* _Task prompt_
Copy out every row with "box coordinates" swapped for "pixel coordinates" and all other words left as they are. Omit the pictures.

* _Provided material_
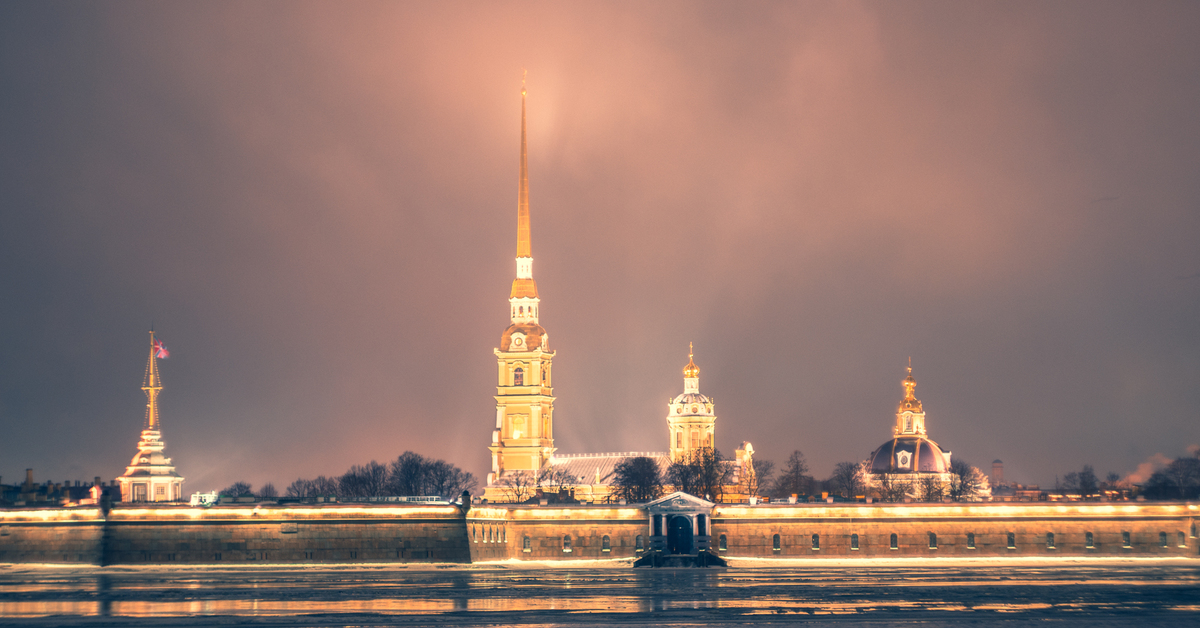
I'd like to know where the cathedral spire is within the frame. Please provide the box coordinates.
[142,329,167,430]
[517,71,533,258]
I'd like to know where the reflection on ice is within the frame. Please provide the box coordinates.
[0,561,1200,624]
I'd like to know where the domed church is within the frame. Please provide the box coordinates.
[868,364,950,474]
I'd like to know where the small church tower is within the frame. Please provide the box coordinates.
[667,343,716,462]
[116,330,184,502]
[487,76,554,484]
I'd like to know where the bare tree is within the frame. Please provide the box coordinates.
[283,478,317,500]
[496,471,538,503]
[742,457,775,496]
[762,449,812,497]
[221,482,254,497]
[425,460,479,500]
[946,457,985,502]
[337,460,388,497]
[917,473,946,502]
[830,462,864,500]
[875,473,911,502]
[388,451,430,495]
[612,456,662,503]
[312,476,341,497]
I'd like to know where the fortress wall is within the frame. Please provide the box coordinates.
[467,504,649,561]
[0,507,104,564]
[104,504,470,564]
[713,503,1200,558]
[0,502,1200,564]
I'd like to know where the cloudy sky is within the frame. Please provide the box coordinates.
[0,1,1200,491]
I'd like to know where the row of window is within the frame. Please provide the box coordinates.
[758,532,1188,551]
[482,530,1187,554]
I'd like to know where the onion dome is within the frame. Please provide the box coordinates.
[868,436,949,473]
[500,323,546,351]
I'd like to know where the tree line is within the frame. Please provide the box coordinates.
[221,451,479,500]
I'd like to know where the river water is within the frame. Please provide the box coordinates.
[0,558,1200,627]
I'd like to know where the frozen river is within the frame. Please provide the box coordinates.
[0,558,1200,627]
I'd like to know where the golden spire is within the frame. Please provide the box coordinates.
[517,71,533,257]
[142,329,167,430]
[904,358,917,400]
[683,342,700,377]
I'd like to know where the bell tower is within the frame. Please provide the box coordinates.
[894,358,925,436]
[667,343,716,462]
[487,75,554,484]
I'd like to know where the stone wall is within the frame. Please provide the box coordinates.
[467,504,647,562]
[0,507,104,564]
[0,502,1200,564]
[713,502,1200,558]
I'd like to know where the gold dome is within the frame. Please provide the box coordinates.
[899,366,922,412]
[683,342,700,377]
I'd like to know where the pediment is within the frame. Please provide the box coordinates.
[646,491,713,513]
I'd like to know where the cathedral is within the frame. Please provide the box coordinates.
[484,86,754,502]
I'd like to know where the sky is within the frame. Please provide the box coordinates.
[0,1,1200,494]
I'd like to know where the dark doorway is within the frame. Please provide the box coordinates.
[667,515,691,554]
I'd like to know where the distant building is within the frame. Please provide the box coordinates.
[484,83,754,501]
[116,331,184,502]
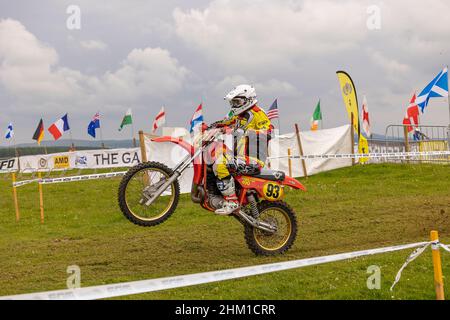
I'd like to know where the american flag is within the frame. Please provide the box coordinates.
[267,99,278,120]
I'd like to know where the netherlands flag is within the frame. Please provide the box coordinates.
[189,104,203,133]
[153,107,166,134]
[48,113,70,141]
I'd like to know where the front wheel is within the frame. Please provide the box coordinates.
[245,201,297,256]
[118,162,180,227]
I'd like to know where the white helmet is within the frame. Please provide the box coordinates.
[224,84,258,116]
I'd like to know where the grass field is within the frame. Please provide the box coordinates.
[0,164,450,299]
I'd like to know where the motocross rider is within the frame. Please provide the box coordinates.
[213,85,273,215]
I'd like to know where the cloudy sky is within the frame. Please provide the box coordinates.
[0,0,450,146]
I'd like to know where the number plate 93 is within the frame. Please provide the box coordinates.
[263,182,284,201]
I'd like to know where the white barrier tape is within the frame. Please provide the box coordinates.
[439,243,450,252]
[39,171,127,184]
[390,242,431,291]
[391,240,450,291]
[0,242,429,300]
[267,151,450,160]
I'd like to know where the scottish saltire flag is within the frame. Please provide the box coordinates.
[189,104,203,133]
[416,68,448,113]
[5,123,14,139]
[152,107,166,134]
[267,99,279,120]
[48,113,70,141]
[88,112,100,139]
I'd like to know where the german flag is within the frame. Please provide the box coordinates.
[33,119,44,145]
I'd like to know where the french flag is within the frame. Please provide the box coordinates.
[189,104,203,133]
[48,113,70,141]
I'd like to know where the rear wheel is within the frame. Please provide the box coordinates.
[118,162,180,227]
[245,201,297,256]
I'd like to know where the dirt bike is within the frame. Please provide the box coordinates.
[118,125,306,256]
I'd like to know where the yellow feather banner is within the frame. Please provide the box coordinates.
[336,71,360,137]
[358,134,369,163]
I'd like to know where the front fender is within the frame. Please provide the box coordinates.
[282,176,306,191]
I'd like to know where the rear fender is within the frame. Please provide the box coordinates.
[281,176,306,191]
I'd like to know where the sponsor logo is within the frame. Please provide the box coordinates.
[342,82,353,96]
[75,156,87,167]
[94,152,140,166]
[39,158,48,169]
[53,156,70,169]
[0,159,16,170]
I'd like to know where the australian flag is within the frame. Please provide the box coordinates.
[88,112,100,139]
[416,68,448,113]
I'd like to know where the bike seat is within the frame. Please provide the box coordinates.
[252,168,286,181]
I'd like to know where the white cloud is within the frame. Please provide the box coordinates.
[0,19,188,113]
[80,40,108,50]
[100,48,188,101]
[174,0,367,71]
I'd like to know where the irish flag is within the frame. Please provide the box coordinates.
[48,113,70,141]
[311,100,322,131]
[119,109,133,131]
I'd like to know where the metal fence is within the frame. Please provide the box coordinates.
[369,125,450,163]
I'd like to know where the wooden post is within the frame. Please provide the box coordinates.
[139,130,148,163]
[403,126,410,163]
[38,172,44,223]
[139,130,150,186]
[295,124,308,178]
[430,231,445,300]
[12,172,20,222]
[350,112,356,166]
[288,148,292,177]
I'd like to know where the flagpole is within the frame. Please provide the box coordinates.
[67,113,75,151]
[447,65,450,150]
[277,98,281,135]
[131,113,136,148]
[98,110,105,149]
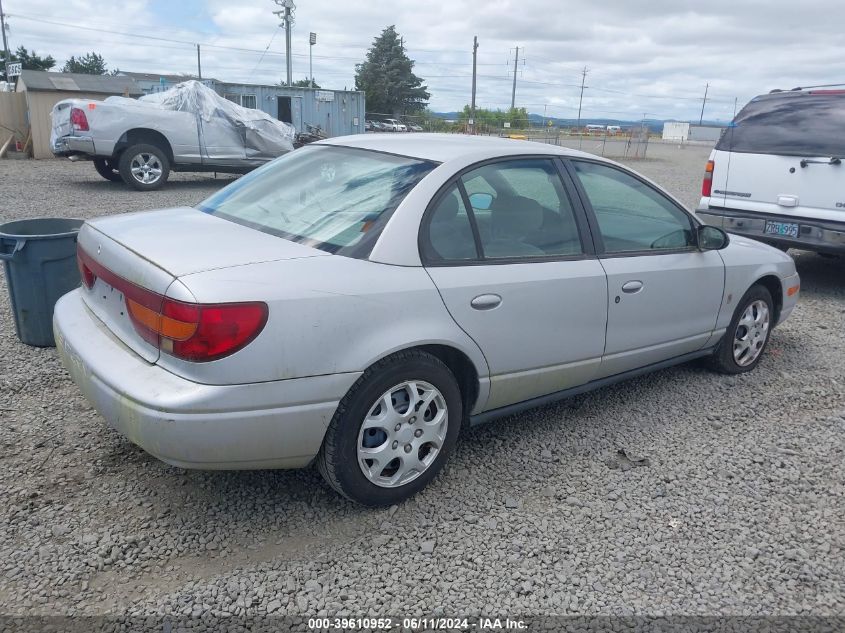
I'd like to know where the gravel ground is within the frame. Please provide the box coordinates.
[0,146,845,617]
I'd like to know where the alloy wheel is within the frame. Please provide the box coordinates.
[357,381,449,488]
[734,299,769,367]
[129,152,162,185]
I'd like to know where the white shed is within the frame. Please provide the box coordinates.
[663,121,689,141]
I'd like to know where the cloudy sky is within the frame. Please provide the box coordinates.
[4,0,845,120]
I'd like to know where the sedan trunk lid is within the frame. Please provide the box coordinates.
[82,207,328,277]
[79,207,328,363]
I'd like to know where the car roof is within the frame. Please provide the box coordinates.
[317,133,592,163]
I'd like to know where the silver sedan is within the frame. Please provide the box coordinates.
[54,134,799,505]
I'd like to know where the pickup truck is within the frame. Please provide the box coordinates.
[50,81,295,191]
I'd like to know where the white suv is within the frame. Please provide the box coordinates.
[696,88,845,254]
[384,119,408,132]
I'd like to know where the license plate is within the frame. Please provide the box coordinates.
[763,222,798,237]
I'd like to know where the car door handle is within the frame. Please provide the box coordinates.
[469,295,502,310]
[622,280,643,294]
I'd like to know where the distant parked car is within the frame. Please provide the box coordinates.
[50,81,296,191]
[696,88,845,254]
[383,119,408,132]
[54,134,799,506]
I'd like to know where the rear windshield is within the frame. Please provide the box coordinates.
[198,145,435,257]
[716,92,845,157]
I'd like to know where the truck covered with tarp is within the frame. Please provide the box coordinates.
[50,80,296,190]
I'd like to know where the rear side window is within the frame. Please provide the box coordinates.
[423,185,478,261]
[716,93,845,157]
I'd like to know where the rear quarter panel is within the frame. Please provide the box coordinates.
[159,256,489,404]
[74,99,201,162]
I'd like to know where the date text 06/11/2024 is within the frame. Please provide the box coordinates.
[308,617,528,631]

* _Right answer_
I'd like to know where the cathedral spire is within the frame. Please provide the pixel coordinates.
[142,329,167,430]
[517,71,533,258]
I'd like to know where the reflection on ice is within the frame. Please provide the pixel coordinates.
[0,561,1200,624]
I'd like to know where the domed church is within the frame. Please provide the pixel coordinates.
[868,364,950,474]
I'd like to know where the small church tower is within the frame. Please provide the pixel coordinates.
[667,343,716,462]
[116,330,184,502]
[487,76,554,484]
I'd like to know where the bare tree is within the frame. Please provide the pixel coordinates.
[283,478,317,500]
[496,471,538,503]
[742,457,775,496]
[762,449,812,497]
[221,482,254,497]
[425,460,479,500]
[946,457,985,502]
[337,460,388,497]
[917,473,946,502]
[830,462,864,500]
[875,473,911,502]
[388,451,430,495]
[612,456,662,503]
[312,476,341,497]
I'd like to know where the fortress wall is within the frame. Please provide the pixel coordinates.
[467,504,649,561]
[0,507,104,564]
[104,504,470,564]
[713,503,1200,558]
[0,502,1200,564]
I'd like to know where the cloudy sky is within the frame. Please provide the pixel coordinates.
[0,1,1200,491]
I'd like to know where the row of window is within the frame. Please provide the pixel coordinates.
[758,532,1188,551]
[482,530,1187,554]
I'd like to know where the onion dome is within the frame. Please provide the pixel coordinates.
[868,436,949,473]
[500,323,546,351]
I'd like to know where the tree line is within the frame. Please provide the pixel coordinates.
[221,451,479,500]
I'd like to know where the river water is within the frame. Please provide the pixel coordinates.
[0,558,1200,627]
I'd like to know where the frozen river is within the frame. Please provide the pixel coordinates.
[0,558,1200,627]
I'd like to know where the golden spire is within the frame. Please provide the pixel coordinates.
[517,71,533,257]
[142,329,167,430]
[904,358,917,400]
[683,342,700,377]
I'd like to know where the bell tower is within the frame. Please provide the pixel coordinates.
[894,358,925,436]
[667,343,716,462]
[487,75,554,484]
I'd like to know where the stone wall is within the frame. Please provide the pixel coordinates.
[467,504,647,562]
[0,507,104,564]
[0,502,1200,564]
[713,502,1200,558]
I'd like to know where the gold dome is within the frame. Please provide the pixel coordinates.
[899,366,922,412]
[683,342,700,377]
I'd like to know where the pediment is within the frame. Please provide the pixel coordinates.
[646,491,713,513]
I'd like to know where the cathedral is within the frame. Please provide the pixel coordinates.
[484,86,754,502]
I'd like to know where the sky is within the frame. Please provide the pixel coordinates.
[0,1,1200,494]
I'd like to know where the dark doorway is within the frame. Please provide the pixel coordinates.
[667,515,691,554]
I'd like to know where the distant building is within the frame. Please provide the pixel coordinates.
[484,83,754,501]
[116,331,184,502]
I'd like to know where the american flag is within the frame. Please provide the pixel coordinates.
[267,99,278,120]
I'd like to know where the netherlands flag is within the frame. Please provide the pixel coordinates.
[189,104,203,133]
[153,107,166,134]
[48,113,70,141]
I'd like to know where the front wheel is within the frame. Please provide the pixel coordinates.
[245,201,297,256]
[118,162,180,227]
I'd like to know where the white helmet is within the frame. Please provide the pixel coordinates.
[224,84,258,116]
I'd like to know where the grass field is within the frame. Please provide the pixel coordinates.
[0,164,450,299]
I'd like to know where the motocross rider is within the frame. Please provide the pixel coordinates.
[213,85,273,215]
I'd like to know where the cloudy sky is within the frame. Please provide the pixel coordinates.
[0,0,450,146]
I'd like to know where the number plate 93 is within the frame. Please provide the pixel coordinates.
[263,182,284,201]
I'd like to know where the white barrier tape is within the frame. Please provide the pixel coordinates.
[439,243,450,252]
[39,171,127,184]
[390,242,431,291]
[391,240,450,291]
[0,242,429,300]
[267,151,450,160]
I'd like to know where the scottish saltire flag is within the frame. Please provide the pixel coordinates.
[189,104,203,133]
[416,68,448,113]
[5,123,14,139]
[152,107,166,134]
[267,99,279,120]
[48,113,70,141]
[88,112,100,139]
I'd like to know where the german flag is within the frame. Please provide the pixel coordinates.
[33,119,44,145]
I'd like to know where the french flag is within the frame. Please provide the pixel coordinates.
[189,104,203,133]
[48,113,70,141]
I'd like to know where the rear wheel is within the frame. Please provide the pixel coordinates.
[118,162,180,227]
[245,201,297,256]
I'd like to know where the dirt bike is within the frame. Please provide the pixel coordinates.
[118,125,306,256]
I'd like to know where the yellow feather banner is within the frame. Please provide the pixel coordinates.
[336,71,360,137]
[358,134,369,163]
I'd like to know where the front fender is within the frame. Please provide the pixel coordinates.
[282,176,306,191]
I'd like to know where the rear fender is within the frame. Please provide the pixel coordinates.
[281,176,306,191]
I'd like to know where the sponsor logo is within the frame. Please provide the pixel coordinates.
[342,82,353,96]
[75,156,87,167]
[94,152,140,166]
[39,158,48,169]
[53,156,70,169]
[0,159,16,170]
I'd like to know where the australian flag is within the frame. Please provide the pixel coordinates.
[88,112,100,139]
[416,68,448,113]
I'd like to know where the bike seat is within the frame. Please provide the pixel coordinates.
[252,168,286,181]
I'd like to know where the white cloud is within the frame. Please provide the pixel coordinates.
[0,19,188,113]
[80,40,108,50]
[100,48,188,101]
[174,0,367,71]
I'd like to know where the irish flag is within the frame. Please provide the pixel coordinates.
[48,113,70,141]
[311,100,322,131]
[119,109,133,131]
I'd like to know where the metal fence is within the frame. Please provide the pixel coordinates.
[369,125,450,163]
I'd like to know where the wooden post is within the frame. Please provide the pixel coordinates.
[139,130,148,163]
[403,126,410,163]
[38,172,44,223]
[139,130,150,186]
[295,124,308,178]
[430,231,445,300]
[12,172,20,222]
[350,112,356,166]
[288,148,292,177]
I'd like to know where the flagpole is within the frame. Please provide the pixel coordinates.
[67,113,75,151]
[447,65,450,150]
[277,98,281,135]
[131,113,136,148]
[98,110,105,149]
I'd like to know where the gravel ground is within the frame. Please provide the pixel coordinates.
[0,146,845,617]
I'd like to know where the alloy wheel is within the frame. Please provide the pixel coordinates.
[357,381,449,488]
[734,299,769,367]
[129,152,162,185]
I'd like to know where the white shed is within the frame. Please provide the pixel coordinates.
[663,121,689,141]
I'd like to know where the cloudy sky is within the frame. Please provide the pixel coordinates.
[4,0,845,120]
I'd like to know where the sedan trunk lid is within the frame. Please provide the pixel coordinates.
[82,207,328,277]
[79,207,328,363]
I'd like to know where the car roof is within the frame. Please provide the pixel coordinates.
[317,133,592,163]
I'd like to know where the silver sedan is within the frame. Please provide the pixel coordinates.
[54,134,799,505]
I'd like to know where the pickup truck is within the frame. Please provide the pixel coordinates.
[50,81,295,191]
I'd like to know where the white suv is within the frame. Please provide the pixel coordinates.
[696,88,845,254]
[384,119,408,132]
I'd like to know where the license plate is within the frame. Please provide the pixel coordinates.
[763,222,798,237]
I'd like to know where the car door handle is within the frame. Please provide the pixel coordinates.
[469,295,502,310]
[622,280,643,294]
I'd like to know where the distant parked car is within the frame. Please provide the pixel coordinates.
[50,81,296,191]
[696,88,845,254]
[383,119,408,132]
[54,134,799,506]
I'd like to know where the rear windshield is within the frame. Please provide the pixel coordinates.
[198,145,435,257]
[716,92,845,157]
I'd like to know where the truck covered with tarp is within the frame. Please provide the pixel coordinates.
[50,80,296,190]
I'd like to know where the rear side window is within the frame. Please provide the pixel coordinates.
[423,185,478,261]
[716,93,845,157]
I'd like to know where the rear quarter panel is within the frame. Please provide the pixel coordinates.
[159,256,489,404]
[74,99,201,162]
I'd like to know where the date text 06/11/2024 is within the frame. Please provide the pixel coordinates.
[308,617,528,631]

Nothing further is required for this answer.